Records for this task –
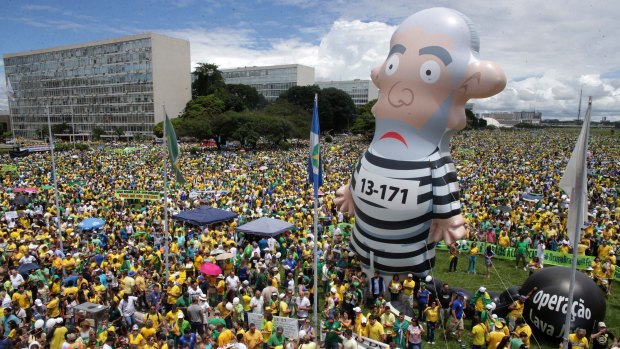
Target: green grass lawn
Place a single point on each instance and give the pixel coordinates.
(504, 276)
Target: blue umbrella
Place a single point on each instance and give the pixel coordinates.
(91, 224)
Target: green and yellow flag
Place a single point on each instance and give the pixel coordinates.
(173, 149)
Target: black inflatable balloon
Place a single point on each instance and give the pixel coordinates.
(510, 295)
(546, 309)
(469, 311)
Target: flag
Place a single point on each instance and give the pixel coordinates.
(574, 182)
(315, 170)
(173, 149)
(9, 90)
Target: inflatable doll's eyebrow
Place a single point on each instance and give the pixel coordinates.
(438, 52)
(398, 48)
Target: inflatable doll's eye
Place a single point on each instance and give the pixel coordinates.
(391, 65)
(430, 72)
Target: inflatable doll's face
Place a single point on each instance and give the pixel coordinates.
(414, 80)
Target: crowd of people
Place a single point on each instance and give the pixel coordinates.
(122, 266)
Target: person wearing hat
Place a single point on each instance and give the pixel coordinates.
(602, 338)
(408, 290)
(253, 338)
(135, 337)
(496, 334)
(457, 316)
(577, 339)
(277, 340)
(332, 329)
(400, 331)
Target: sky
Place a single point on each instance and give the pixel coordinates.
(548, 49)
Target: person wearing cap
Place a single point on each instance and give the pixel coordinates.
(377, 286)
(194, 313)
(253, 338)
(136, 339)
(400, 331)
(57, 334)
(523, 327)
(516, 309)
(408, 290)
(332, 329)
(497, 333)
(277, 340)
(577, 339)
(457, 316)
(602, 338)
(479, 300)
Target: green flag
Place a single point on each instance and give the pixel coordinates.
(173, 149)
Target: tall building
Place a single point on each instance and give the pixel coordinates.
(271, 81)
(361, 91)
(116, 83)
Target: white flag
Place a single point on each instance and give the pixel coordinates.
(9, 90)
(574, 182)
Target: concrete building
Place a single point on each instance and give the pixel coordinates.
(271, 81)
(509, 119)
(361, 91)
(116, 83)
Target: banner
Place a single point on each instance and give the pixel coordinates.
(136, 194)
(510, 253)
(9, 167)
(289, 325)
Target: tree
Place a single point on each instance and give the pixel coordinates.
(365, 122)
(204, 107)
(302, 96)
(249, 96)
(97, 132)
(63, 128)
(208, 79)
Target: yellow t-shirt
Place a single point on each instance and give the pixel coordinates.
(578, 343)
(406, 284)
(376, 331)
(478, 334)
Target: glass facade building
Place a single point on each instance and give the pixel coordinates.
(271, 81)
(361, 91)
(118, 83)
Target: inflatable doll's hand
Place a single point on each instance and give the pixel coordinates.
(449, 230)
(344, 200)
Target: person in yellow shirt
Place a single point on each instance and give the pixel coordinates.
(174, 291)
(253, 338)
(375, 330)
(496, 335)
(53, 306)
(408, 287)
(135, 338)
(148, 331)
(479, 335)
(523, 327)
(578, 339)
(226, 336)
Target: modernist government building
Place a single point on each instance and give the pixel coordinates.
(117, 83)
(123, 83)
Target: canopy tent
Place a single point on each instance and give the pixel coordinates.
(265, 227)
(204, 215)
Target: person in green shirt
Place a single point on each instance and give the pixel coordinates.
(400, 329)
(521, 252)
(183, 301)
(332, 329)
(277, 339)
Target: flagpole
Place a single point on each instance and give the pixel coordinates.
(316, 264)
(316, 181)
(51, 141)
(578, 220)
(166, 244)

Assignment –
Repeat the whole listing above word for word. Leave out the pictures.

Result –
Target: green grass lawn
Place a single point on each instance and give the pixel coordinates.
(504, 276)
Target: blue umbrella
Place a single point on each instance and give the pixel coordinates.
(91, 224)
Target: green and yellow flag
Place a single point on each instance and give the pixel coordinates.
(173, 149)
Target: black inflatable balloon
Place a single point on each instance and give the pixel coordinates.
(510, 295)
(546, 309)
(469, 311)
Target: flag
Place a single point on each instance and give the pixel coordinates.
(574, 182)
(315, 170)
(173, 149)
(9, 90)
Target: inflatable doll's eyebrow
Place a single point on each instance and give the pixel coordinates.
(438, 52)
(398, 48)
Target: inflatable doll's eye
Place a single point on each instance and give the pixel coordinates.
(391, 65)
(430, 72)
Target: inflatable doll's face
Place a single point on each instance and give the pixel coordinates.
(414, 80)
Target: crowd of people
Place a single point on each instance and give the pixel coordinates.
(122, 266)
Target: person wearing hat
Place a single point on each instance and give the pixel coordinates.
(602, 338)
(408, 290)
(253, 338)
(135, 337)
(496, 334)
(457, 316)
(577, 339)
(277, 340)
(332, 329)
(400, 331)
Target: sky
Place a single point on each instance and give the pixel coordinates.
(548, 49)
Target: person wearing cap
Place a single point on each instance and give the pixel coordinates.
(377, 286)
(194, 313)
(253, 338)
(136, 339)
(400, 331)
(57, 334)
(523, 327)
(516, 309)
(408, 290)
(332, 329)
(497, 333)
(277, 340)
(577, 339)
(457, 316)
(602, 338)
(479, 300)
Target: green flag
Place a single point on each instance and give the pixel coordinates.
(173, 149)
Target: tall building
Place a single point on each instance and give the pixel coordinates.
(271, 81)
(361, 91)
(116, 83)
Target: white flag
Place a single point on each instance and give the pixel coordinates.
(9, 90)
(574, 182)
Target: concrete building
Place a single point on each instance and give the pixel coordinates.
(271, 81)
(509, 119)
(361, 91)
(116, 83)
Target: banner
Place a single point on each instance and give the pixel coordinates.
(136, 194)
(510, 253)
(9, 167)
(289, 325)
Target: tree
Place a single point on each instance and give the pixel coordinates.
(365, 122)
(204, 107)
(302, 96)
(249, 96)
(97, 132)
(63, 128)
(208, 79)
Target: yellow t-shirt
Place a single point on each instance and give the pixel coordinates.
(578, 343)
(406, 284)
(376, 331)
(478, 334)
Target: glass facade building
Place a single point on each instance and give the pixel coordinates.
(271, 81)
(361, 91)
(118, 83)
Target: inflatable doll's hand
Place a single point on each instance and give the pixel coordinates.
(449, 230)
(344, 200)
Target: person in yellow shirt
Place a single point on each instance and give the pixel coordinates.
(174, 291)
(253, 338)
(375, 330)
(496, 335)
(53, 306)
(408, 287)
(135, 338)
(148, 331)
(479, 335)
(523, 327)
(578, 339)
(226, 336)
Target: modernist government building
Place a single point on each instance and give the pixel coordinates.
(117, 83)
(123, 83)
Target: canopy tent
Place a single point on each instance and give the pixel coordinates.
(265, 227)
(204, 215)
Target: person in green shirt
Place a single point on each instance and give the pixel coordinates.
(400, 329)
(521, 252)
(183, 301)
(332, 329)
(277, 339)
Target: flagpole
Place a single point on each instance and give the pixel coordinates.
(316, 264)
(316, 181)
(51, 141)
(578, 220)
(166, 244)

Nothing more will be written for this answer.